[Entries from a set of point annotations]

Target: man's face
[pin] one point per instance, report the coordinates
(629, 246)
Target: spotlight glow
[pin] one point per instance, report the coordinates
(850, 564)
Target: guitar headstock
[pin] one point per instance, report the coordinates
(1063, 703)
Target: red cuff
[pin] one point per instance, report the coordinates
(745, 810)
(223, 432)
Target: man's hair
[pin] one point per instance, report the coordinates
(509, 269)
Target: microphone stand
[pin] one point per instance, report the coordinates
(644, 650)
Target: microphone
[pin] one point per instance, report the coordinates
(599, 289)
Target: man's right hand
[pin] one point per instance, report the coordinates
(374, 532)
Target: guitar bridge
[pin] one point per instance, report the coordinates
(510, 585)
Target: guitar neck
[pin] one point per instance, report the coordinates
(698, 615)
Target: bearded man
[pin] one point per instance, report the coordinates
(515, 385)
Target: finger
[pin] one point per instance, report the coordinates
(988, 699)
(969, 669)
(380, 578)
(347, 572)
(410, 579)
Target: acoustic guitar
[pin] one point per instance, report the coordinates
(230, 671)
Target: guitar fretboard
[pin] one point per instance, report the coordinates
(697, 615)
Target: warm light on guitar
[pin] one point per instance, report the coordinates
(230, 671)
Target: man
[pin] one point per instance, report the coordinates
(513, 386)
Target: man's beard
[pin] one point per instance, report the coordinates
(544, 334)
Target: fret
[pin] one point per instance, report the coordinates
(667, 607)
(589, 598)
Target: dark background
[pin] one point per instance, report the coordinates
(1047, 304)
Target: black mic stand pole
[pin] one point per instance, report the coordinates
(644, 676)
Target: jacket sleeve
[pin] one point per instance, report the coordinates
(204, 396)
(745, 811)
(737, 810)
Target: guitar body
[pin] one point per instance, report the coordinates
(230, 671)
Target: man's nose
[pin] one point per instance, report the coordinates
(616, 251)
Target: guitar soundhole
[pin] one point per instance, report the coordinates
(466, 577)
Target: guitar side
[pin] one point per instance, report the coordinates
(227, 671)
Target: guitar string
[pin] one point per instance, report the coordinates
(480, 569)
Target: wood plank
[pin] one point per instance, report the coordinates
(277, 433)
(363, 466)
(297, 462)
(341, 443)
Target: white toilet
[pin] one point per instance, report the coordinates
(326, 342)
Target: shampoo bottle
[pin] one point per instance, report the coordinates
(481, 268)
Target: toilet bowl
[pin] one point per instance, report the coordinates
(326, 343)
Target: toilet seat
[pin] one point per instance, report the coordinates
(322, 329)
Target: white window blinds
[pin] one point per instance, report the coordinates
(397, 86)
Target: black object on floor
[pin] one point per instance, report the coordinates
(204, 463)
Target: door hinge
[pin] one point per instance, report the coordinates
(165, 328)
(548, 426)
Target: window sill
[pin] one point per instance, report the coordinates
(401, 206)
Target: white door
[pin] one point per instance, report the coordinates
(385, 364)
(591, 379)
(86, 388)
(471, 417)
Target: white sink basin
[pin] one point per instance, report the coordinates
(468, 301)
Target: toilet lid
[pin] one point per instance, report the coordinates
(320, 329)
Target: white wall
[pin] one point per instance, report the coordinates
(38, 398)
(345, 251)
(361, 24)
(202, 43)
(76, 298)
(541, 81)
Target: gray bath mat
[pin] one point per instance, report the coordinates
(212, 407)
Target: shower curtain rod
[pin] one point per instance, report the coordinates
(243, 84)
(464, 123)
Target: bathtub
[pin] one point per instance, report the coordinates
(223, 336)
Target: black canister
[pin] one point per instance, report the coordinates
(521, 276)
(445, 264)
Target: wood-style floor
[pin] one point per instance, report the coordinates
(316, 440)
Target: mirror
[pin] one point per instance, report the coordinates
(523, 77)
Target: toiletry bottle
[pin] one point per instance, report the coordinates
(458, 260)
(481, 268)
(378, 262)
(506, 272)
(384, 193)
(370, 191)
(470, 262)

→ **Directions for this task**
Reproduce the material from the start through the line containing "(1063, 703)", both ends included, keeping every line in place. Please multiply each coordinate in the answers by 1.9 and round to whole numbers, rounding halves up.

→ **Solution for this task**
Target: man's face
[pin] one point per instance, report the coordinates
(1195, 467)
Target: spotlight glow
[pin] one point per instance, report the coordinates
(1615, 1072)
Target: guitar headstock
[pin] one point per instance, report the coordinates
(2020, 1336)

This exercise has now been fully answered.